My First Post-Illness Interview and Self-Stigma.

So, having been away from the blogosphere for a couple of weeks, I finally have something to report. Yes, after many years of not getting on in life, I actually managed to get an interview for a new voluntary job. The role involves working at a local school, helping some of the children with their reading skills. I think, and hope, that with the qualifications I have, I will be able to live up to the expectations and responsibilities that such a position carries. I know it's only a voluntary role, but all the same, if I am chosen to do it (which, by the way, is not yet certain) it can only help me in looking for other opportunities.
At the interview I was asked to disclose my diagnosis, which I, being the honest and upstanding person that I am, did. The news was taken by the interviewer, I thought, quite well, although he did remark that the illness I am diagnosed with remains "an emotive word". "Indeed", I thought, "and then some".
In fact, I don't know how I'd react if I knew that someone with a history of schizophrenic illness were teaching my children, if I had any, that is. I know that I am now well and pose no risk to anyone, but I also know that perceptions of my illness can range from the simply misconstrued to the downright hurtful, and I wouldn't want to put myself in a vulnerable position by laying myself open to discriminatory attitudes and behaviours. This is something, I think, I have to consider before taking on such a role, as it seems to me that people can often, and understandably so, be irrational when it comes to the safety of their children, and also, of course, when it comes to dealing with people with experience of mental ill health. So far I have largely been involved in areas to do with mental illness itself. Such an environment is comfortable and safe for me, but then again I do want to branch out into other areas.
It could be that these doubts and worries are all to do with self-stigma and the limitations people with experience of mental ill health impose on themselves because they think that stigma will affect them, rather than having concrete proof that such things will happen. I mean, look at me, I haven't even been offered the post yet, and already I'm thinking that there may be trouble ahead.
Anyway, I hope you'll wish me luck as I venture into the bear-pit which is, for want of a better phrase, "normal" life.  


dcrelief said…
Dear David,
You are interesting, spontaneous, fact and fun-filled, adventuresome, and would be greatly welcomed by the children. I imagine that you'd resemble a parent hen, hoovering over the chicks, eager to share your love of the written word. It opens doors to miles and miles of positive travel; insightful living.
Your self-discipline, language skills, humbleness, and inquisitive nature, make you perfect for the role of inspiring and encouraging young minds. The goal is to fulfill the children's needs.

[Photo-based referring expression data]

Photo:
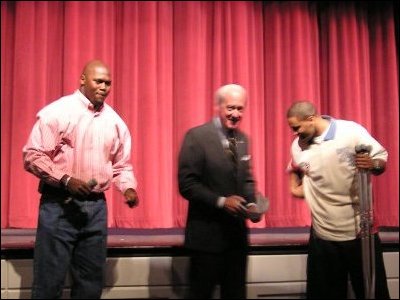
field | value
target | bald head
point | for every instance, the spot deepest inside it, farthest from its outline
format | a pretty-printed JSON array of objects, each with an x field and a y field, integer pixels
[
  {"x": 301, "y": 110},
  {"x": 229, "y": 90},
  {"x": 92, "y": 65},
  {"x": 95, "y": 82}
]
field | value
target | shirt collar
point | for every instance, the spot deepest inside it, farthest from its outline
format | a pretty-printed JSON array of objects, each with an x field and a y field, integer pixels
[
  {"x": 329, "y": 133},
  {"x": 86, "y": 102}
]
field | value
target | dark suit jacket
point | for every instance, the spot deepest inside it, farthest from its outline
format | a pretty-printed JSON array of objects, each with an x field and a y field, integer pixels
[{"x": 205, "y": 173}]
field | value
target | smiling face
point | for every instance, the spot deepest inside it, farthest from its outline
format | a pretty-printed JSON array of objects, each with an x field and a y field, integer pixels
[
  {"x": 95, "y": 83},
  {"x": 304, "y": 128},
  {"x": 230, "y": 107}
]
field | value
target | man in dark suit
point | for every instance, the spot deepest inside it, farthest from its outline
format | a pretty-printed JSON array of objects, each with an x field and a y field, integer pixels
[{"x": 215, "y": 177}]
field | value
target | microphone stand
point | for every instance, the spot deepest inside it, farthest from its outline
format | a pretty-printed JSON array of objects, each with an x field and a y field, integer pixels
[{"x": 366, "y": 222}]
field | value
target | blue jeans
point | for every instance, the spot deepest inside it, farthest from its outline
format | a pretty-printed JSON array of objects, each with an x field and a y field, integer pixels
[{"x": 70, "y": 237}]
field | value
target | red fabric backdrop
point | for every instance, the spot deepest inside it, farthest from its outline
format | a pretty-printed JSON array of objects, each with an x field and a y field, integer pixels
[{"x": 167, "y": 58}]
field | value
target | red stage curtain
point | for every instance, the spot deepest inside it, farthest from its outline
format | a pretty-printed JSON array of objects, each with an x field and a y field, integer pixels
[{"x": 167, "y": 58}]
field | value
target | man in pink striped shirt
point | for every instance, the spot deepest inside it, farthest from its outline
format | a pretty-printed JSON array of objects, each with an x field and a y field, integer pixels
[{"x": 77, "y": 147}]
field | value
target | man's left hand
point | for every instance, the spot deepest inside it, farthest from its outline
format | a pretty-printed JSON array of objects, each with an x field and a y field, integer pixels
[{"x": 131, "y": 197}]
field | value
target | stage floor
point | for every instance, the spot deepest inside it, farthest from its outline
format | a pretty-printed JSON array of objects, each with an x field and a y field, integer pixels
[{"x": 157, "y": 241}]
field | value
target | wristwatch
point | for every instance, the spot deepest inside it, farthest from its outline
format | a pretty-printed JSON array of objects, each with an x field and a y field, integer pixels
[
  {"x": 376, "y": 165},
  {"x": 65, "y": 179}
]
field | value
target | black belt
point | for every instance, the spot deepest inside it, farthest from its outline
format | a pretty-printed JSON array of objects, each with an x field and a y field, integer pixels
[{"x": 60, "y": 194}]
--
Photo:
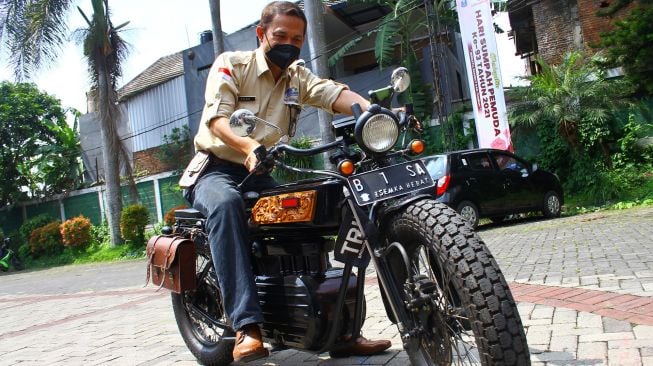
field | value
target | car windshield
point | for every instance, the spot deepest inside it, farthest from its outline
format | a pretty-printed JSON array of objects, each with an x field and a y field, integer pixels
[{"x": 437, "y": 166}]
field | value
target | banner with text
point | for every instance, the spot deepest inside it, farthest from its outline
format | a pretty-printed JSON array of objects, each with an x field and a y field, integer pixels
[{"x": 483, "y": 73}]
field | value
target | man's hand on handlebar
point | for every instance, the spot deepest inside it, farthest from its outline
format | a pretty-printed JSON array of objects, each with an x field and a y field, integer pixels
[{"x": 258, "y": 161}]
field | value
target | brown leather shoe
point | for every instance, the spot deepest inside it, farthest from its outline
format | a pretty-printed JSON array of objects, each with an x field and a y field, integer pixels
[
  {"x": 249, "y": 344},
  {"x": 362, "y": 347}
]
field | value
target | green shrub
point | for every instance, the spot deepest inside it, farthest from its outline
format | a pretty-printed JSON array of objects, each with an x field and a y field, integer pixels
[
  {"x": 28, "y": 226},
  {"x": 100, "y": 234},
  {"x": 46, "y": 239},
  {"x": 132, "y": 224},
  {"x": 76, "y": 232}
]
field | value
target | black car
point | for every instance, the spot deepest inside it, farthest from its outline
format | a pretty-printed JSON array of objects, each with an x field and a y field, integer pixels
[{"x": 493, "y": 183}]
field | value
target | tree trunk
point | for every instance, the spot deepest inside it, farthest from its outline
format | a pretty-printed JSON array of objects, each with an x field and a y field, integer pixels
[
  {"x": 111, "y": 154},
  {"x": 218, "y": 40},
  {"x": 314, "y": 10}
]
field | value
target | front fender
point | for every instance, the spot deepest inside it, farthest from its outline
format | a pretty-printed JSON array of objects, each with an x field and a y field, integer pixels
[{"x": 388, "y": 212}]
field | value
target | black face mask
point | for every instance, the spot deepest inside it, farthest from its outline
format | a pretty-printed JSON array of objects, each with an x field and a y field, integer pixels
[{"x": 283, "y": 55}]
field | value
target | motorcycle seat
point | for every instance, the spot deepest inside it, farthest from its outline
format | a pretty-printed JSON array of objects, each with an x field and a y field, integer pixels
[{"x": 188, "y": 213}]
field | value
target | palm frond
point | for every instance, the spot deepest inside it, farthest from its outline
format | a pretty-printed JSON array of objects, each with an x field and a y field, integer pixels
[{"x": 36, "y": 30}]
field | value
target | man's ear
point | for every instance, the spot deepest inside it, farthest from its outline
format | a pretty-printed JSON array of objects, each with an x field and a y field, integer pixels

> _TASKS TO CARRY OUT_:
[A] According to the blog post about the job interview, what would the voluntary role involve?
[B] Set down the part of the blog post about the job interview that begins at the words "dcrelief said…" and ends after the words "the children's needs.".
[C] Continue the blog post about the job interview from the point where it stops.

> _RESPONSES TO THE EXERCISE_:
[A] Helping some of the children at a local school with their reading skills.

[B]
dcrelief said…
Dear David,
You are interesting, spontaneous, fact and fun-filled, adventuresome, and would be greatly welcomed by the children. I imagine that you'd resemble a parent hen, hoovering over the chicks, eager to share your love of the written word. It opens doors to miles and miles of positive travel; insightful living.
Your self-discipline, language skills, humbleness, and inquisitive nature, make you perfect for the role of inspiring and encouraging young minds. The goal is to fulfill the children's needs.

[C]
The interview is a blessing as you come to realise, the things that you might do to sabotage your own success. Remain confident and bold in your resolve. The worse thing that could happen is a few children get to meet your brilliant mind, and they'll want you there forever. So if your future goal is being paid for services.... here's the question: as a volunteer, would you settle for the love they return? (All others pay cash)LOL.
Cheers David!
Lost in Space said…
I hope you get the position. It seems well suited to your talents. I hope that this opportunity is the start of moving forward in a positive direction after your illness.

I also hope that they see your talents over and above your illness, especially now that you are well. I hope you don't lose out by having disclosed, such is one of my biggest fears (if I must disclose I always say anxiety, even though I have been diagnosed with psychosis - but hey I blog under a pseudonym so most won't know who I really am).

Good luck.
klahanie said…
Dear David,
I was delighted and hopeful for you when you told me about that role at the local school via our phone conversation.
I'm cautiously optimistic that misconceptions will have no bearing in you hopefully obtaining that position.
You have much to offer and let's visualise this as a positive step forward in your ongoing recovery.
If all transpires as hoped, take it easy with the big words on those children.
In kindness, your buddy, Gary
bazza said…
David, you do yourself an injustice when you say 'only a voluntary role'. That role raises you above many who would be much more self-serving. Good luck; if they don't choose you they are making a mistake!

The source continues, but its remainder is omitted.